We strongly urge you to seize the opportunity our nominees offer for meaningful
change in the IGT boardroom.  Please vote FOR the Ader slate TODAY - by using
the enclosed GOLD proxy card to vote by telephone, by Internet or by signing,
dating and returning the GOLD proxy card in the postage-paid envelope provided. 

Thank you for your support,

Jason N. Ader

About Ader Investment Management LP  
Ader Investment Management LP is a  Delaware  limited partnership that was
founded in 2003.  Ader Investment Management LP is an SEC-registered investment
adviser with its principal place of business located in  New York, New York. 
Ader Investment Management LP began conducting business in 2003, under the name
of Hayground Cove Associates LP.  In  June 2011, Hayground Cove Associates LP
changed its name to Ader Investment Management LP.  Mr.  Jason Ader  is the sole
principal of the firm, and is also the managing member and sole principal of the
firm's general partner, Ader Fund Management LLC.   

The principal investment advisory business of Ader Investment Management LP is
the management of investment portfolios consisting primarily of equity
securities on behalf of certain private funds and separately managed accounts.

Important Information
The Ader Group (whose members are identified below) has nominated  Raymond J.

(Stored data)
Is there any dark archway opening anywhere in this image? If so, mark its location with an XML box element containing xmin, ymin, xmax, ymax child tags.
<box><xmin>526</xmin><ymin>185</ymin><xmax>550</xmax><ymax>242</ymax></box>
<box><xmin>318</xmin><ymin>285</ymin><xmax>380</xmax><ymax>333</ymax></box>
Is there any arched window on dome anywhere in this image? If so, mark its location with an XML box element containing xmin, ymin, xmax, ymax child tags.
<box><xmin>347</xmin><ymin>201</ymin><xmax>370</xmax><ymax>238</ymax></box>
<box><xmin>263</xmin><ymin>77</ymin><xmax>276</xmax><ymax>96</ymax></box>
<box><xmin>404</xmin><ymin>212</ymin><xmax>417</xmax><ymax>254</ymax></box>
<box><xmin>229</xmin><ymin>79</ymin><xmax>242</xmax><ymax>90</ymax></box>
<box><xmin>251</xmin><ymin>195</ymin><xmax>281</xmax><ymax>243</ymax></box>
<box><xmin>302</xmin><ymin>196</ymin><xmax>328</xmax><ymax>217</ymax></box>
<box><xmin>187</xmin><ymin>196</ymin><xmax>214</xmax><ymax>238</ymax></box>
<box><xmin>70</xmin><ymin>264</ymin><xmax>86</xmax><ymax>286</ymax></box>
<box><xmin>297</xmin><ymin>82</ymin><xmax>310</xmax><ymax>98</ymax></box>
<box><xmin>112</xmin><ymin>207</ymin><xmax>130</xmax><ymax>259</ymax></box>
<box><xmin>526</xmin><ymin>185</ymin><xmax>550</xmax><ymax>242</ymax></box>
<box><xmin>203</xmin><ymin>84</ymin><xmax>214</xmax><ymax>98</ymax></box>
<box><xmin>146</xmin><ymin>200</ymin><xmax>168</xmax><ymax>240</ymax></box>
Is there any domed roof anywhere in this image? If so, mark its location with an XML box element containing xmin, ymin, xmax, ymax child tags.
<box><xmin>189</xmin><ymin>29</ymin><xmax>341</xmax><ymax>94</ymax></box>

- Problem details
Please explain in one to three sentences why the proxy letter excerpt urges its readers to vote for the Ader slate.

- Final answer
It urges them to vote for the Ader slate so they can seize the opportunity the nominees offer for meaningful change in the IGT boardroom.